##### Data to process #####
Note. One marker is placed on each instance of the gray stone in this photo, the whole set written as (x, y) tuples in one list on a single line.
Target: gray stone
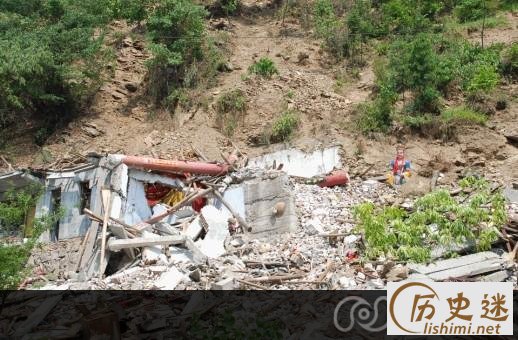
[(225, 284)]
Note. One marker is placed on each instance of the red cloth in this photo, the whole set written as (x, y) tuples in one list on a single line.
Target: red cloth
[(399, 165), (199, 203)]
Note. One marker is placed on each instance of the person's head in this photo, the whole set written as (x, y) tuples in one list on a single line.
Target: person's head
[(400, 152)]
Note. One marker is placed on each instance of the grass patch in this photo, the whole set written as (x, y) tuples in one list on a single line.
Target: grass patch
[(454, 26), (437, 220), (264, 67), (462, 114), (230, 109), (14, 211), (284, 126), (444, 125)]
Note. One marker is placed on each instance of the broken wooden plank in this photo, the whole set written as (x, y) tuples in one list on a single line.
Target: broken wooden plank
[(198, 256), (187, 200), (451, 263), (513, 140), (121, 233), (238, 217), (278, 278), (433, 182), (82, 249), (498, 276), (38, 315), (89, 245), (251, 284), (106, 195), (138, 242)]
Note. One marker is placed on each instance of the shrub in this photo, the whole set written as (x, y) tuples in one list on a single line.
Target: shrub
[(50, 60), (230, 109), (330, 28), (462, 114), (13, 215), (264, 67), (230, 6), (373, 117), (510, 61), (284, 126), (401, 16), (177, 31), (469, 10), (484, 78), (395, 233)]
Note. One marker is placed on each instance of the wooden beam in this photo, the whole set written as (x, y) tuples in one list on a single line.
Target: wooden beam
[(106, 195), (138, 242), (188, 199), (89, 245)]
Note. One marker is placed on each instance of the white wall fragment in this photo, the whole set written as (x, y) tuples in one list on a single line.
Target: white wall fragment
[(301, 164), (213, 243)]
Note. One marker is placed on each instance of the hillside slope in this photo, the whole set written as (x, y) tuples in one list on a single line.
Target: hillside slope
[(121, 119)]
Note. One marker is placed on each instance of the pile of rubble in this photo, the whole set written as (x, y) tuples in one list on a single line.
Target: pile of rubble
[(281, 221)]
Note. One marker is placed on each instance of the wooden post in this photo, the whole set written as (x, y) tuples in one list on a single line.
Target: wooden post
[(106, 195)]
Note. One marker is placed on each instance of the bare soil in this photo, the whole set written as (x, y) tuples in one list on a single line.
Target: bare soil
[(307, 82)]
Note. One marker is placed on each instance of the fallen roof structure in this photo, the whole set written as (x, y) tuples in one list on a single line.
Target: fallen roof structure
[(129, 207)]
#####
##### Data to process #####
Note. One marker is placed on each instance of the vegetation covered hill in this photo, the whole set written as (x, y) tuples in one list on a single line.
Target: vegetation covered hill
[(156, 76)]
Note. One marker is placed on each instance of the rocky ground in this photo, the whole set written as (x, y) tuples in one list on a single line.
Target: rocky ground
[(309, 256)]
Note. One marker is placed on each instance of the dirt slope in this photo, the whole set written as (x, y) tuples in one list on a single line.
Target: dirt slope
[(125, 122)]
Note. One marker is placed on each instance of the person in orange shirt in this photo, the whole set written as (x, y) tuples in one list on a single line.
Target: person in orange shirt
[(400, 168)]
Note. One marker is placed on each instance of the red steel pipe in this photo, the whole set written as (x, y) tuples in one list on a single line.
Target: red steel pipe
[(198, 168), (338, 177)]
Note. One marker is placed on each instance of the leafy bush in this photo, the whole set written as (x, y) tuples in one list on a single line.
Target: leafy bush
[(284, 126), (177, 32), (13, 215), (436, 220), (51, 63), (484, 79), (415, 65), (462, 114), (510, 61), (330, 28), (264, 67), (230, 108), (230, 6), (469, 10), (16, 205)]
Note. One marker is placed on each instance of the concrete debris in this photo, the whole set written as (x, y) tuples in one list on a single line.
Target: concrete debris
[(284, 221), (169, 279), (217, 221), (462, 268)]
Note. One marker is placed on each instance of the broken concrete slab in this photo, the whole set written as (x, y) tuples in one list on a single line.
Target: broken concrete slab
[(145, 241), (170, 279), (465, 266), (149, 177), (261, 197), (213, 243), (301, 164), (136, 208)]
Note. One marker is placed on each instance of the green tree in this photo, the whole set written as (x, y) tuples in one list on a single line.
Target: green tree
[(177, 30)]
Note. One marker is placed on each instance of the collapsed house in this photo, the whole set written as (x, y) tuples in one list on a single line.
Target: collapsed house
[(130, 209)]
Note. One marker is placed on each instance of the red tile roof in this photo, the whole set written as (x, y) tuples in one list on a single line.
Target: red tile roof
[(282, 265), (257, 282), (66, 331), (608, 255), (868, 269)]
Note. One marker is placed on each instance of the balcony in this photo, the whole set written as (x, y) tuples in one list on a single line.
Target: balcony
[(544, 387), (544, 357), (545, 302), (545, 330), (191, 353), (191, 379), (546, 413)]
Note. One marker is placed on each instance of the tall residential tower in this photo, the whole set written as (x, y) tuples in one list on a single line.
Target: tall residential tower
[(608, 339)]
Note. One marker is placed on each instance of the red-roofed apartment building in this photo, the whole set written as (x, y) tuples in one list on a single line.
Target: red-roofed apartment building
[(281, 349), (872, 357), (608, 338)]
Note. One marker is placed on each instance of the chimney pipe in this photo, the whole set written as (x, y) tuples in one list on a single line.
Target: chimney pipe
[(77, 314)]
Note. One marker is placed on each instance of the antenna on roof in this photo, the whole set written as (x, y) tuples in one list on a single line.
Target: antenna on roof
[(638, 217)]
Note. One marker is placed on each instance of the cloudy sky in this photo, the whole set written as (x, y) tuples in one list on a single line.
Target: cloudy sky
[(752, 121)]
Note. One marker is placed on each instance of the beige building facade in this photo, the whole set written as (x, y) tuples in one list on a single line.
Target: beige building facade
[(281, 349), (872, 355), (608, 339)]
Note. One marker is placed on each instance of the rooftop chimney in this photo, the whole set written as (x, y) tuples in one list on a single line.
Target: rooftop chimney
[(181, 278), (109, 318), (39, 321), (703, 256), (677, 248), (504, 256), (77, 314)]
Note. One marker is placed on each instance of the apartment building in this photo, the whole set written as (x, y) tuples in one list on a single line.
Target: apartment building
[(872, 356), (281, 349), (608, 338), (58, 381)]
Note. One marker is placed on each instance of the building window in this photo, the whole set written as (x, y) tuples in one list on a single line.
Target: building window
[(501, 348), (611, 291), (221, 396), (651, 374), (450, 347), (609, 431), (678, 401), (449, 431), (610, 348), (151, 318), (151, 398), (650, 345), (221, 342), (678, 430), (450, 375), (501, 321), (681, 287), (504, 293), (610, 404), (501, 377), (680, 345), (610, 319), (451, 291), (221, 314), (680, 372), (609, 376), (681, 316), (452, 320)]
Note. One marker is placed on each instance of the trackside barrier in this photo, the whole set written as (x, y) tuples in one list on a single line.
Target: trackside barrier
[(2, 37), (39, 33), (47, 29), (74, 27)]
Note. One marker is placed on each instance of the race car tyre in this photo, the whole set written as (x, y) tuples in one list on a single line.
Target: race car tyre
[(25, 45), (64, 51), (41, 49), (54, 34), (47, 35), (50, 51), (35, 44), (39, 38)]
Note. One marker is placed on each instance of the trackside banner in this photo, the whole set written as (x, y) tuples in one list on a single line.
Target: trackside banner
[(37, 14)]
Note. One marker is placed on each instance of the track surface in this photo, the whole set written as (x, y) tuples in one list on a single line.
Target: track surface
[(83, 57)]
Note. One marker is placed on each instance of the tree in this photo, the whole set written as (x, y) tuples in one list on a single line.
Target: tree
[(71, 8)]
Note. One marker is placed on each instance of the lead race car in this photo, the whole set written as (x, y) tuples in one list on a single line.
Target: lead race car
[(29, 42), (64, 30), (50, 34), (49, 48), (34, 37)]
#####
##### Data to process #####
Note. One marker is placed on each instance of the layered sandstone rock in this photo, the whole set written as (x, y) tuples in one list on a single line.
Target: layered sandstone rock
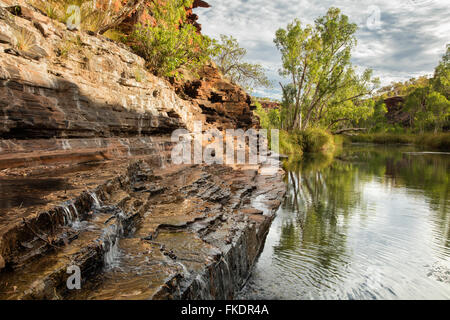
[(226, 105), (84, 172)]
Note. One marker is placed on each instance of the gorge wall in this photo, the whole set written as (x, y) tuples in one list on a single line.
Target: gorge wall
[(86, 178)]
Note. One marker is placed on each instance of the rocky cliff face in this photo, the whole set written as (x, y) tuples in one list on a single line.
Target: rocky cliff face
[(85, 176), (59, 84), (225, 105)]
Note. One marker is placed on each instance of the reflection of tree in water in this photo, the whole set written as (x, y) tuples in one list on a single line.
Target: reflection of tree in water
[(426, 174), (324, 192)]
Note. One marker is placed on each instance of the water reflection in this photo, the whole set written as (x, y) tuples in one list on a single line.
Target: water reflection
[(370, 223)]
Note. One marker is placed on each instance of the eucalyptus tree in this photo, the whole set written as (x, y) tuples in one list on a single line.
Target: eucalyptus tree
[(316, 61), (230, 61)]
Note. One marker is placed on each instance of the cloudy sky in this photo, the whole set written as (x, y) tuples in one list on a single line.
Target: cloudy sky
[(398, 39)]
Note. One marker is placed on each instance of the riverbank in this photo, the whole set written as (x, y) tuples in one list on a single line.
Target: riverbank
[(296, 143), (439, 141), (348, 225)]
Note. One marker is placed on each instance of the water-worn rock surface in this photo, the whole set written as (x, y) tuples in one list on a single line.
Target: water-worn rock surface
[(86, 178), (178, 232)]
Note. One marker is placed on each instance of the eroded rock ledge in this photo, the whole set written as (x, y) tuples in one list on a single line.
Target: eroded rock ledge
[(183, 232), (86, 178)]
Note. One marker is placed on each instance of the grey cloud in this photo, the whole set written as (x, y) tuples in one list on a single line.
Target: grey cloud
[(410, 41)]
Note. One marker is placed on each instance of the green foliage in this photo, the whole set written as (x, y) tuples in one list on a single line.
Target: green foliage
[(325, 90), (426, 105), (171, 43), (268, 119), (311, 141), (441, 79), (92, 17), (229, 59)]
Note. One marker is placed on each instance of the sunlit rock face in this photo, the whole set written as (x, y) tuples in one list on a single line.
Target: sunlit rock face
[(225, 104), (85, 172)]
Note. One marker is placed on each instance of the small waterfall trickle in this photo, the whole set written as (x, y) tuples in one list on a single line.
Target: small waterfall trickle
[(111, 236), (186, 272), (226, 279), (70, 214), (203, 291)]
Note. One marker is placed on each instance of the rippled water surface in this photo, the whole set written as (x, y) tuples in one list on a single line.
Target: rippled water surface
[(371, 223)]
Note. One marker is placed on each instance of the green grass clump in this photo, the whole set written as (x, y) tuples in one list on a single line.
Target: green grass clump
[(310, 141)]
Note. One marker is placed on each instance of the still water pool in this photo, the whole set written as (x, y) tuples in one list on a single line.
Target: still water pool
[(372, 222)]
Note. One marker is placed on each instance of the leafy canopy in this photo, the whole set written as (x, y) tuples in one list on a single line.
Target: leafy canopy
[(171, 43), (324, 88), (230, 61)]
#####
Reproduce the data lines between the line holding "Note. One marker is placed on each instance of the gray" and the line holding "[(399, 165), (199, 203)]", inclusive, leaving the pictures out of your answer.

Note. One marker is placed on each instance of the gray stone in this photo, the whole set written as (x, y) tuples in one list on a single line.
Target: gray stone
[(225, 284)]
Note. One marker is placed on each instance of the red cloth in this photo, the whole set written as (x, y) tuples in one list on a single line.
Target: red cloth
[(399, 165), (199, 203)]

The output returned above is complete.